**問題 1**
字幕についての対談で発言している話者の名前をすべて挙げてください。
**問題 2**
字幕についての対談によると、グウィリム・リーさんは映画で誰の役を演じていましたか。

**読解テキスト**
# # # #

RG「マーティさん、日本語の文字も読めちゃいますからね(笑)」

増田「ただ、今回の字幕をつくられた風間綾平さんはロック・ファンで、クイーンも大好きな方でしたから、間違いなんか別になかったんですけど、僕が最後の微調整をさせてもらって」

フリードマン「ってことは、字幕は最初から最後まで納得できた?」

増田「うん。ただ、文字数の制限っていうのが結構厳しくて。昔の映画の字幕は読み切れないぐらい長かったんだけど、今の字幕はシーンごとに何秒間で何文字までって制限があって。だから、例えば曲のタイトルとか入っちゃうと、それだけで使い切っちゃうんですよ」

RG「『ボヘミアン・ラプソディ』ってタイトルだけで、だいぶ長いですもんね(笑)」

増田「そう。だから、かなり意訳になってるところも多いんだけど、とにかくテンポを崩さないように、臨機応変にやってましたね」

RG「今回の映画で僕が驚いたのは、ブライアン・メイ役のグウィリム・リーさん。ものすごく似てましたよね」

増田「似てましたねぇ」

RG「ほかのメンバーもみんな似てましたけど」

# # # #

ポイント注釈データセットの行
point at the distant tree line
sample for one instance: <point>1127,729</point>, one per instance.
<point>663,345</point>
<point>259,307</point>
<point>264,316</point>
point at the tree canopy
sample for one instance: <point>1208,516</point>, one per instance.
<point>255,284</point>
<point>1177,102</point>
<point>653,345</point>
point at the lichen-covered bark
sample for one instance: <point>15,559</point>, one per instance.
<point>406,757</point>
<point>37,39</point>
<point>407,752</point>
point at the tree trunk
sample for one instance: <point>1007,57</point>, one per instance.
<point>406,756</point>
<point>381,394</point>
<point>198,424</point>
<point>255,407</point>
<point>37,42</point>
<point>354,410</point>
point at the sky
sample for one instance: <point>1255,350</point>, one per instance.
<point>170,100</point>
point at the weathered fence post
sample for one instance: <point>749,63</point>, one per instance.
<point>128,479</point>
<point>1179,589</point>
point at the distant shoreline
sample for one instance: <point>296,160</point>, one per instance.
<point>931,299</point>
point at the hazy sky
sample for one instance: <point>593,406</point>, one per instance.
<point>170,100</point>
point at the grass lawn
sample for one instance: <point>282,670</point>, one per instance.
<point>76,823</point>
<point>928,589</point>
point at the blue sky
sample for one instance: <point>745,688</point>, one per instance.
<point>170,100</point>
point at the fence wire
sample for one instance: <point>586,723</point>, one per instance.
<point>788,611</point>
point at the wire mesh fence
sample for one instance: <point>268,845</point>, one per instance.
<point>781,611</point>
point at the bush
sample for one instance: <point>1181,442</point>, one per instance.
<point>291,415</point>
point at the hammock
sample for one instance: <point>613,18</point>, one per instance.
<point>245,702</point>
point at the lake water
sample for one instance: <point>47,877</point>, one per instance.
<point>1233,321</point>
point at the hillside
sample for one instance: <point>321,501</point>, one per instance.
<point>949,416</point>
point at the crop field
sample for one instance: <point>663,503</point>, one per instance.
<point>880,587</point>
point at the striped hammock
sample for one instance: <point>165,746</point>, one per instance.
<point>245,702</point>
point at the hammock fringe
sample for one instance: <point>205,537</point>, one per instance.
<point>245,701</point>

# # # #

**解答 1**
RG、増田、フリードマン

**解答 2**
ブライアン・メイの役です。